What to do: Only lines with the string "jacket" are wanted. Pull them out of the data.

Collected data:

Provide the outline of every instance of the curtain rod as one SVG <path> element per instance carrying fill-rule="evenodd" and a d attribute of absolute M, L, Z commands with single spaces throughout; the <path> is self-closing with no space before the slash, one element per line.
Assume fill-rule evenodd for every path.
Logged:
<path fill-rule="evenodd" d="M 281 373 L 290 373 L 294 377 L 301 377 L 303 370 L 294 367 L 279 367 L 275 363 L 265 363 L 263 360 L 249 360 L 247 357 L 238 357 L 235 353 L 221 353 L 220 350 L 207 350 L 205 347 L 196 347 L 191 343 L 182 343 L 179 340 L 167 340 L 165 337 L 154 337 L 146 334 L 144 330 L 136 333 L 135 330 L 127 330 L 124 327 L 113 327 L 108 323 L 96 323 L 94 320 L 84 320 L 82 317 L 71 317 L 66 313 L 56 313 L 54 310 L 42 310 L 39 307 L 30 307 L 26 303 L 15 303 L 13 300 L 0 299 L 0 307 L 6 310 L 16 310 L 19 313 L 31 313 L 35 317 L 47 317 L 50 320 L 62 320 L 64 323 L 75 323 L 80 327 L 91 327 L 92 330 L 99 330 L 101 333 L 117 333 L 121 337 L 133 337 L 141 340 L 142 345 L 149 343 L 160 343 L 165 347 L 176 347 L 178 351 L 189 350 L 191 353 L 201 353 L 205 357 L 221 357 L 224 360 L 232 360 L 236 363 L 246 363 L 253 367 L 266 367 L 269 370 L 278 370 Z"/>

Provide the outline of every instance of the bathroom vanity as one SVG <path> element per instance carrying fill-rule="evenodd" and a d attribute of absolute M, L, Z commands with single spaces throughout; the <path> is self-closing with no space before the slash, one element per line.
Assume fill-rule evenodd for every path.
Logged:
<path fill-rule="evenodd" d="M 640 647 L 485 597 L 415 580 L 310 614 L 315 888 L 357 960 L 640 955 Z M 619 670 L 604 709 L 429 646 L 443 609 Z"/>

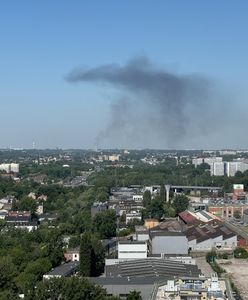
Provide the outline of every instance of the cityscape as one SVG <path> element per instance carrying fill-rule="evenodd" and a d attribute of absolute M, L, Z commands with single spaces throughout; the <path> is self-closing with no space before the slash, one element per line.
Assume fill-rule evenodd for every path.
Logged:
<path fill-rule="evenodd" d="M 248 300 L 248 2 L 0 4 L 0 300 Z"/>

* * *

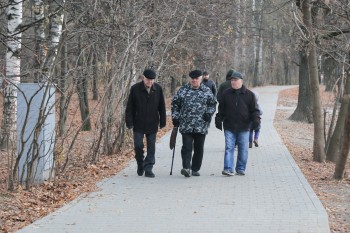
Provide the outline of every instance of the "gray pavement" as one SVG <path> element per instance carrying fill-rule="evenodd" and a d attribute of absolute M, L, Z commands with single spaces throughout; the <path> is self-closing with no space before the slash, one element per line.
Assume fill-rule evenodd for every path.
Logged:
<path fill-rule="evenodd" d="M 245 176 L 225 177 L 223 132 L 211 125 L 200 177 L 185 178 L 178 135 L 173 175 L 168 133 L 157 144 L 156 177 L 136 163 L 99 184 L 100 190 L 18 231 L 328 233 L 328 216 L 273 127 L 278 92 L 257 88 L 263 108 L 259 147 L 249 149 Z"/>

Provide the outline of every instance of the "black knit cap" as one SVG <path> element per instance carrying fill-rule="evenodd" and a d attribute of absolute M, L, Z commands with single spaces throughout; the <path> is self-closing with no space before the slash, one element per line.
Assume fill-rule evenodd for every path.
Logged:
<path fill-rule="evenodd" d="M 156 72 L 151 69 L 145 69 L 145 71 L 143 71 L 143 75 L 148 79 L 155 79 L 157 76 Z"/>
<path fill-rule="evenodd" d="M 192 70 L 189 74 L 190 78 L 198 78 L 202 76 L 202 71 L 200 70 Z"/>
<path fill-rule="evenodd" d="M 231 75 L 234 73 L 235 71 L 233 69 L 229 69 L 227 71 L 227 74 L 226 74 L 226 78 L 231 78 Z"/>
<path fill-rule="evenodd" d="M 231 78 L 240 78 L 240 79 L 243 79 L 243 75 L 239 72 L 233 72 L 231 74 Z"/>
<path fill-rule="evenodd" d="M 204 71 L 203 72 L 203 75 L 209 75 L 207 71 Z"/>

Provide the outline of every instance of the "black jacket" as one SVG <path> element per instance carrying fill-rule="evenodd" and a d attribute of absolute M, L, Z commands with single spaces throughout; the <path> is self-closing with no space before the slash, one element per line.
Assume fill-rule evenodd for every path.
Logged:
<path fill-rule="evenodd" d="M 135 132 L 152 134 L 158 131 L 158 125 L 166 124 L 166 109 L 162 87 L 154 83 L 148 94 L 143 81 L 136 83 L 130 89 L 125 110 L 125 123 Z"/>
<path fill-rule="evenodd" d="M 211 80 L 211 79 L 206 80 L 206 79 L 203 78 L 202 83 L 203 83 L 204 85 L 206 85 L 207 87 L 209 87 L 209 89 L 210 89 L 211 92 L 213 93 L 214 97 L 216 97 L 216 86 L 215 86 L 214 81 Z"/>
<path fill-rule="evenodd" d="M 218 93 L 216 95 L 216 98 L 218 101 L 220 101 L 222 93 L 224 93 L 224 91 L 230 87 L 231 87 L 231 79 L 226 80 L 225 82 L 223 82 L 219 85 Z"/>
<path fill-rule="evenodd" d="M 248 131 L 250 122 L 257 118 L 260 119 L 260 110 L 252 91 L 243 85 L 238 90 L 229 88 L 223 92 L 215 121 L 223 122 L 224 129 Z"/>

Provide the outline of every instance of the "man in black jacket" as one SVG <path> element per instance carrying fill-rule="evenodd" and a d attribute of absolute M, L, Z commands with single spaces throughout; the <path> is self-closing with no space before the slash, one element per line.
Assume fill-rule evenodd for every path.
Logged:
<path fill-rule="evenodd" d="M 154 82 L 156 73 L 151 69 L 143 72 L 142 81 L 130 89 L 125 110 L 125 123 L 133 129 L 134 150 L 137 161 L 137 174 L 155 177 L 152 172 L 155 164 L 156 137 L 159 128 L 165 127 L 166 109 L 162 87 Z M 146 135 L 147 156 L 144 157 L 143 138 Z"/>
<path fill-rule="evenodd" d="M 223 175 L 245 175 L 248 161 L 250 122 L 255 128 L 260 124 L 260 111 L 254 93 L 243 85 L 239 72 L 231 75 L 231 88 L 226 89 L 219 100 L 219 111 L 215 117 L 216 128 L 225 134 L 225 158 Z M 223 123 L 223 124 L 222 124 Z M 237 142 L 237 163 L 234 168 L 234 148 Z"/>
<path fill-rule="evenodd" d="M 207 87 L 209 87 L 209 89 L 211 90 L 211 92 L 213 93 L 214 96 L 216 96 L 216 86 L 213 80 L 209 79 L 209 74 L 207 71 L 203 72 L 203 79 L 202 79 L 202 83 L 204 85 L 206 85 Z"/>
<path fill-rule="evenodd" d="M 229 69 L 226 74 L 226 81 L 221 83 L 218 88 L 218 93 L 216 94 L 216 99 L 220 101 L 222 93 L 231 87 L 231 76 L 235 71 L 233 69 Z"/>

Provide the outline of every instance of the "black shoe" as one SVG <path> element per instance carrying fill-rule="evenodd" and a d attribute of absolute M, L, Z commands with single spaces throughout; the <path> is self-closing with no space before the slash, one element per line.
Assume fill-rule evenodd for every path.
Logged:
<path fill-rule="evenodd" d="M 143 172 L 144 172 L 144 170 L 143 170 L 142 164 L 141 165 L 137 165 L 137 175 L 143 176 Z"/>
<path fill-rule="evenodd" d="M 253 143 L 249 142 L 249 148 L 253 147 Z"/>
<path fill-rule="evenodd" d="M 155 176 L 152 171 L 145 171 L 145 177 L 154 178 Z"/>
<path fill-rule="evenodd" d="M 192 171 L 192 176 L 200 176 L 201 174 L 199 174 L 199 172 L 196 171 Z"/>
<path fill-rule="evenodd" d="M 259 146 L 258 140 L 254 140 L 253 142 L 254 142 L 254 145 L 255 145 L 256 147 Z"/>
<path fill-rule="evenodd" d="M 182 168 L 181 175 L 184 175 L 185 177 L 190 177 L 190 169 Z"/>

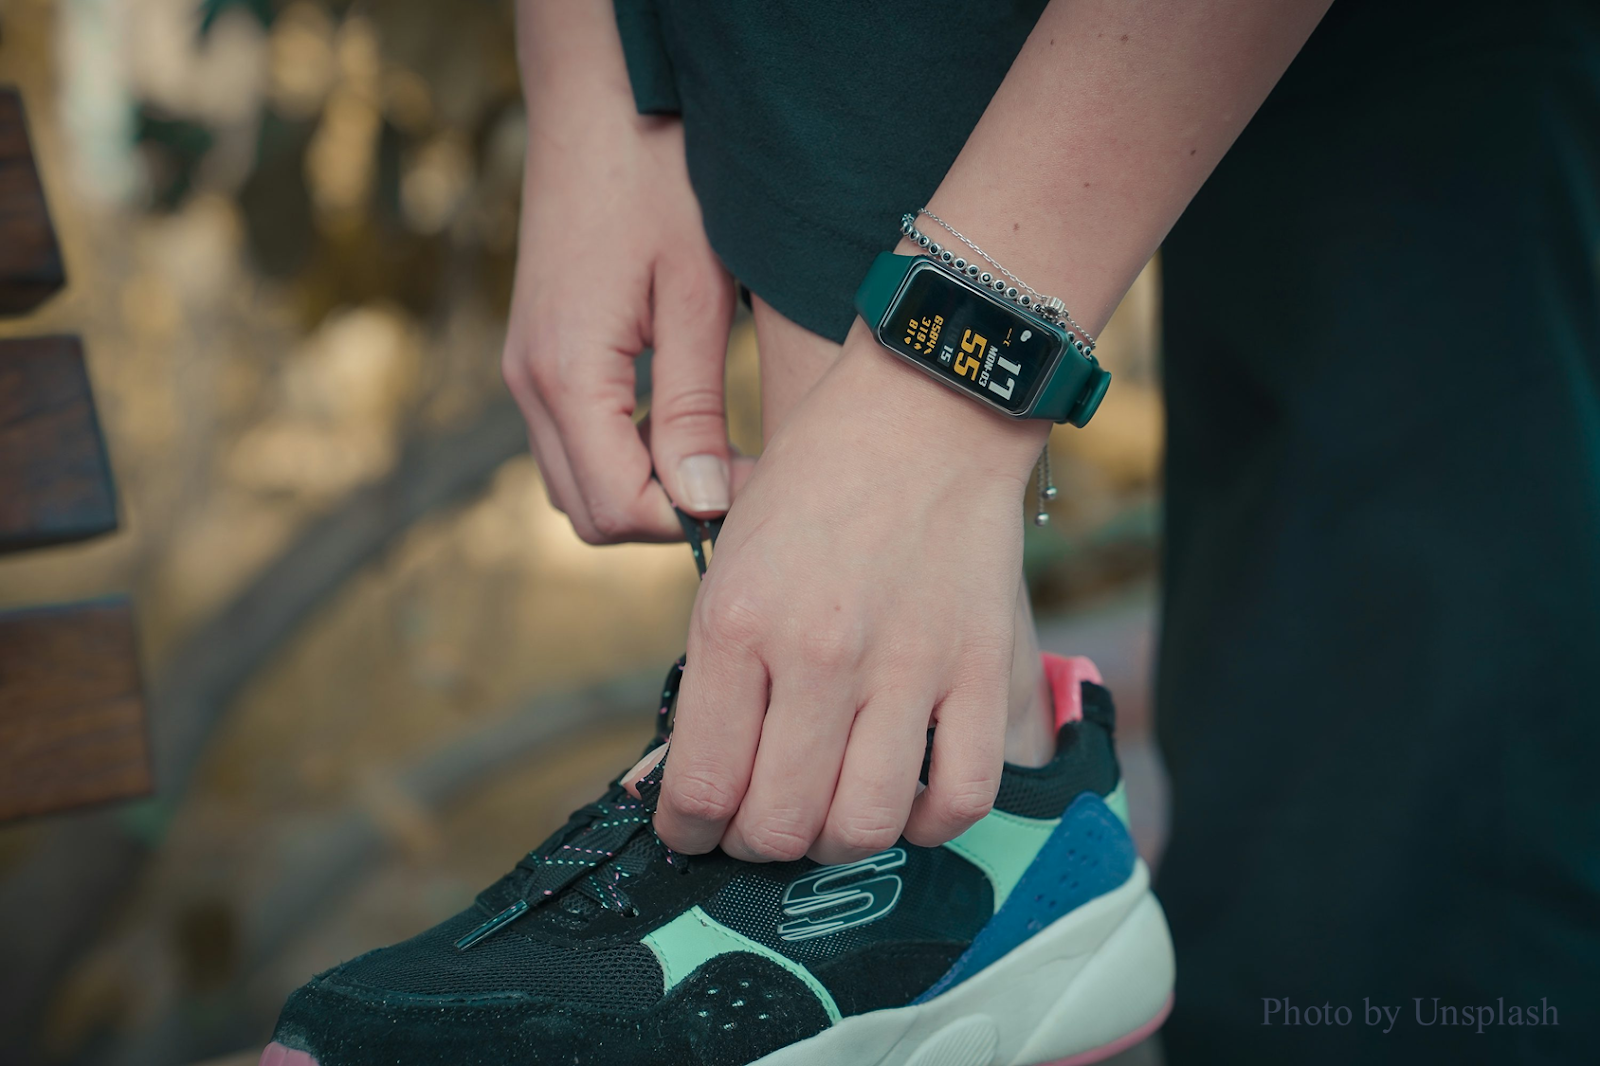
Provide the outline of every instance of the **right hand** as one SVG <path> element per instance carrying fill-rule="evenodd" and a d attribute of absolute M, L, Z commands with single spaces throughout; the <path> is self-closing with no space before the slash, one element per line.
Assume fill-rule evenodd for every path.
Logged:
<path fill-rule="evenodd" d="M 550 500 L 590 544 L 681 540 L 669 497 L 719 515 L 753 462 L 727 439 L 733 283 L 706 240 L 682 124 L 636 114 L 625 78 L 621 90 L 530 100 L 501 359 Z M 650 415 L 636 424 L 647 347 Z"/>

Final answer:
Provide the outline of every instance of the "black jacket" as one SVG <path> element per instance carrying fill-rule="evenodd" and a d attribute of absolute M, L, Z commands with single spaces throughout; the <path> is self-closing with no space before the slash, one element per line.
Provide the outline of every instance of the "man in black jacket" as one SVG <path> element per instance carrying fill-rule="evenodd" and a d attribute of absolute M, L, Z commands with single spaces throughout; the <path> is self-closing with no space before the slash, one element per line.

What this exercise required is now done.